Data drawn from a collection:
====
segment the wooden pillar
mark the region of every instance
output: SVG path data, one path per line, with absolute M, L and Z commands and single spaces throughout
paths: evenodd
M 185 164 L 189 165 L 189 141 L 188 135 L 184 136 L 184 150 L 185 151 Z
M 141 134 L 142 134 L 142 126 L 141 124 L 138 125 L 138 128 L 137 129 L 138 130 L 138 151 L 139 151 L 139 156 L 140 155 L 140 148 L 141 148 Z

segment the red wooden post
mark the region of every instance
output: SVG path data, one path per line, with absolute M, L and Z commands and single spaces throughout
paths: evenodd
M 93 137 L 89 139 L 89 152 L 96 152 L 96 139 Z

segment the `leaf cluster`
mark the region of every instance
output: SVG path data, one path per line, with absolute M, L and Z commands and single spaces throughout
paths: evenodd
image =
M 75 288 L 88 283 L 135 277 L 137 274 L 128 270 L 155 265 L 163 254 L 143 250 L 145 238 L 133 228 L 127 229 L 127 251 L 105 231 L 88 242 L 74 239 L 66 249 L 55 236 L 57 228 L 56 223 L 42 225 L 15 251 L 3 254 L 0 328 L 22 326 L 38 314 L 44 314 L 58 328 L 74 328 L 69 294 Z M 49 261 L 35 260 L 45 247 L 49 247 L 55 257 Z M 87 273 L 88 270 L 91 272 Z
====
**What to produce**: Could you render each line of the listing above as a JSON list of strings, one string per line, with the blank lines left out?

**Response to the task**:
[
  "segment the wooden pillar",
  "mark the region of every instance",
  "output: SVG path data, one path per line, with absolute M, L and Z commands and single spaces throughout",
  "paths: evenodd",
  "M 185 164 L 189 165 L 189 141 L 188 135 L 184 136 L 184 150 L 185 151 Z",
  "M 141 134 L 142 134 L 142 126 L 141 124 L 138 125 L 138 128 L 137 129 L 138 130 L 138 151 L 139 151 L 139 156 L 140 155 L 140 148 L 141 148 Z",
  "segment the red wooden post",
  "mark the region of every instance",
  "output: SVG path data, one path per line, with absolute M, L and Z commands and single spaces throughout",
  "paths: evenodd",
  "M 93 137 L 89 139 L 89 152 L 96 152 L 96 139 Z",
  "segment the `leaf cluster`",
  "mark the region of every instance",
  "output: SVG path data, one path per line, with absolute M, L and Z commands and single spaces throughout",
  "paths: evenodd",
  "image =",
  "M 75 288 L 88 283 L 135 277 L 137 274 L 128 270 L 155 265 L 163 254 L 143 250 L 145 238 L 133 228 L 127 229 L 127 251 L 105 231 L 88 242 L 74 239 L 66 249 L 55 236 L 57 228 L 56 223 L 42 225 L 15 251 L 3 254 L 0 328 L 22 326 L 38 314 L 44 314 L 58 328 L 74 328 L 69 294 Z M 49 261 L 35 260 L 45 247 L 49 247 L 55 257 Z M 87 273 L 88 270 L 91 272 Z"
]